Quote, without change, all of the lines that follow.

─── RECORDS FOR PROCESSING

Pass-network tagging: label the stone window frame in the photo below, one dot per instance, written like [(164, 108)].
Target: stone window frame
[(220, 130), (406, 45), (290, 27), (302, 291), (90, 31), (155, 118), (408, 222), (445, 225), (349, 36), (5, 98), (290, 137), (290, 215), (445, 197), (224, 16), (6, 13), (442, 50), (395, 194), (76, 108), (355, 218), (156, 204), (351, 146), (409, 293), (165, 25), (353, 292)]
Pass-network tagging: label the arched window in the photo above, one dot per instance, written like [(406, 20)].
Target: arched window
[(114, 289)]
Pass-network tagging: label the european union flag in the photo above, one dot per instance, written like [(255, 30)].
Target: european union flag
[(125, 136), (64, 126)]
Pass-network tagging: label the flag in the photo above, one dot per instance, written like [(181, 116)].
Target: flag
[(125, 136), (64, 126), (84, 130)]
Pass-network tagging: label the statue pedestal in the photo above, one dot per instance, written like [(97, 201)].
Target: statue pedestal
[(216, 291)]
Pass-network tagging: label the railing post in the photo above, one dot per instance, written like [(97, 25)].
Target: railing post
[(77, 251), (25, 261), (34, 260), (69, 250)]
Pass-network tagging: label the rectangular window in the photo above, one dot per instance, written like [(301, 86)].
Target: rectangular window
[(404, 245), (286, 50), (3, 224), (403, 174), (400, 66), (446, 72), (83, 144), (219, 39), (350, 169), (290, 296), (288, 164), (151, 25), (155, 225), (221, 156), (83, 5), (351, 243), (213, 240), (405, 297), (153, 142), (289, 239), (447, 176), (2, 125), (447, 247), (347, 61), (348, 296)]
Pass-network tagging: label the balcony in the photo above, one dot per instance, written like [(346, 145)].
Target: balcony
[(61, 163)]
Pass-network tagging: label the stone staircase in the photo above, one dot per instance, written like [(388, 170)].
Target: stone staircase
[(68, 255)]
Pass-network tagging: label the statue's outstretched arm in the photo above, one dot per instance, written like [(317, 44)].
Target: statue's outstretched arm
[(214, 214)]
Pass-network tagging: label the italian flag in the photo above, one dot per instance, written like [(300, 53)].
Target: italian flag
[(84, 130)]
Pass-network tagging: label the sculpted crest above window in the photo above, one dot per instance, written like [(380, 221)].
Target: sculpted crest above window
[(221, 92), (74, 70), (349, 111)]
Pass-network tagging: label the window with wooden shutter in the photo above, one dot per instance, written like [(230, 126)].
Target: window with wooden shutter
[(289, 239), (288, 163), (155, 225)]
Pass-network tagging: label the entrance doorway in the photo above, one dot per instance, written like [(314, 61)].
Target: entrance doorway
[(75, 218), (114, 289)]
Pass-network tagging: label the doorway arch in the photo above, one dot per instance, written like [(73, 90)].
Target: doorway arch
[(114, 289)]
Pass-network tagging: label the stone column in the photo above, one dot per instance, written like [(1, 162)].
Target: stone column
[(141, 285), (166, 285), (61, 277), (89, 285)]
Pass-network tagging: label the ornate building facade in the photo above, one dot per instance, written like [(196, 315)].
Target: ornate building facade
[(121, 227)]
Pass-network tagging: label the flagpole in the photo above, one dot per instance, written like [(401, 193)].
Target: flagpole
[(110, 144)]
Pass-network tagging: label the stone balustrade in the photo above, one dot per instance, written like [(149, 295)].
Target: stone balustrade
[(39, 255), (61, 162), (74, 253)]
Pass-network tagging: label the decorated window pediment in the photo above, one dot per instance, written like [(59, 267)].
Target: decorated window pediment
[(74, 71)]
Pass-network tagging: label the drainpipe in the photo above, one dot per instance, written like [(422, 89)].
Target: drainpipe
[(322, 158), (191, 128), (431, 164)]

──────

• [EXPECTED ANSWER]
Pass-network tagging: label the stone window frame in the photo below, one dot per instance, written like [(164, 108)].
Target: stone window frame
[(220, 130), (406, 45), (290, 27), (302, 291), (90, 31), (155, 118), (408, 222), (445, 225), (349, 36), (5, 98), (290, 137), (290, 215), (445, 197), (224, 16), (6, 13), (442, 50), (395, 194), (76, 108), (355, 218), (156, 204), (351, 146), (409, 293), (165, 25), (353, 292)]
Pass-network tagging: label the arched window in the photo above, one dot per instance, written like [(406, 20)].
Target: arched window
[(114, 289)]
Pass-network tagging: label the european union flag in the photo above, one dot per instance, written like [(255, 30)].
Target: european union flag
[(125, 136), (64, 126)]
Pass-network tagging: label the flag in the photo above, one dot per instance, written like [(181, 116)].
Target: flag
[(125, 136), (64, 126), (84, 130)]
Pass-network tagging: label the statue pedestal in the photo above, one dot per instance, written like [(97, 201)].
Target: statue pedestal
[(216, 291)]
Pass-network tagging: label the railing post in the photo above, one dot per instance, written like [(97, 25)].
Target: railing post
[(77, 251), (25, 261), (34, 260), (69, 250)]
Pass-network tagging: label the rectangular window in the photo above, one dot per instance, written like [(301, 86)].
Target: rectangular window
[(404, 245), (286, 50), (3, 224), (403, 174), (400, 66), (446, 72), (83, 144), (219, 39), (350, 169), (290, 296), (288, 164), (151, 25), (155, 225), (221, 156), (83, 5), (351, 243), (213, 240), (405, 297), (153, 142), (289, 239), (447, 176), (2, 125), (447, 247), (347, 61), (348, 296)]
Pass-network tagging: label the balcony in the photo above, one dot per instance, written like [(346, 145)].
Target: balcony
[(61, 163)]
Pass-network tagging: label the stone staircase in the photo above, one dot per instance, written like [(388, 170)].
Target: stone staircase
[(68, 255)]
Pass-network tagging: label the statue's outstretched arm in the photo above, one dot per instance, written like [(317, 44)].
Target: statue's outstretched arm
[(214, 214)]
Pass-network tagging: label the italian flag in the photo above, one dot per instance, written like [(300, 53)].
Target: italian flag
[(84, 130)]
Pass-network tagging: label the sculpted crest above window in the photo above, one dot per instance, written like [(380, 221)].
Target: sculpted crest above window
[(221, 92), (74, 70), (349, 111)]
Pass-network tagging: label the window with wooden shutter in the photo above, one dot per instance, written like [(230, 126)].
Target: window with wooden shutter
[(289, 239), (288, 163), (155, 225)]
Pass-network tagging: label the entrance doorway in the photo above, one dot per instance, written like [(314, 61)].
Target: entrance doorway
[(75, 218), (114, 289)]
Pass-network tagging: label the doorway arch in the photo above, one dot per instance, written like [(73, 90)].
Target: doorway arch
[(114, 289)]
Pass-network tagging: label the stone column in the photo above, one dot per instance, written like [(1, 162)].
Target: stone column
[(141, 285), (166, 285), (61, 277), (89, 285)]
Pass-network tagging: label the ornate building facade in the photo above, one dot per instance, written like [(196, 315)].
Target: ornate building facade
[(121, 227)]
Pass-network tagging: label the flagpole in the photo above, one dot per instance, written like [(401, 193)].
Target: flagpole
[(110, 144)]
Pass-network tagging: label the stone balustrade in the photo above, one dot per instance, written like [(149, 295)].
Target: stone balustrade
[(39, 255), (61, 162), (74, 253)]
Pass-network tagging: label the decorated window pediment in the photo above, one dot per instance, written like [(59, 267)].
Target: decorated window pediment
[(74, 71)]
Pass-network tagging: label the drainpipe in the photo above, one dot per instance, written like [(422, 89)].
Target: drainpipe
[(322, 158), (191, 128), (431, 164)]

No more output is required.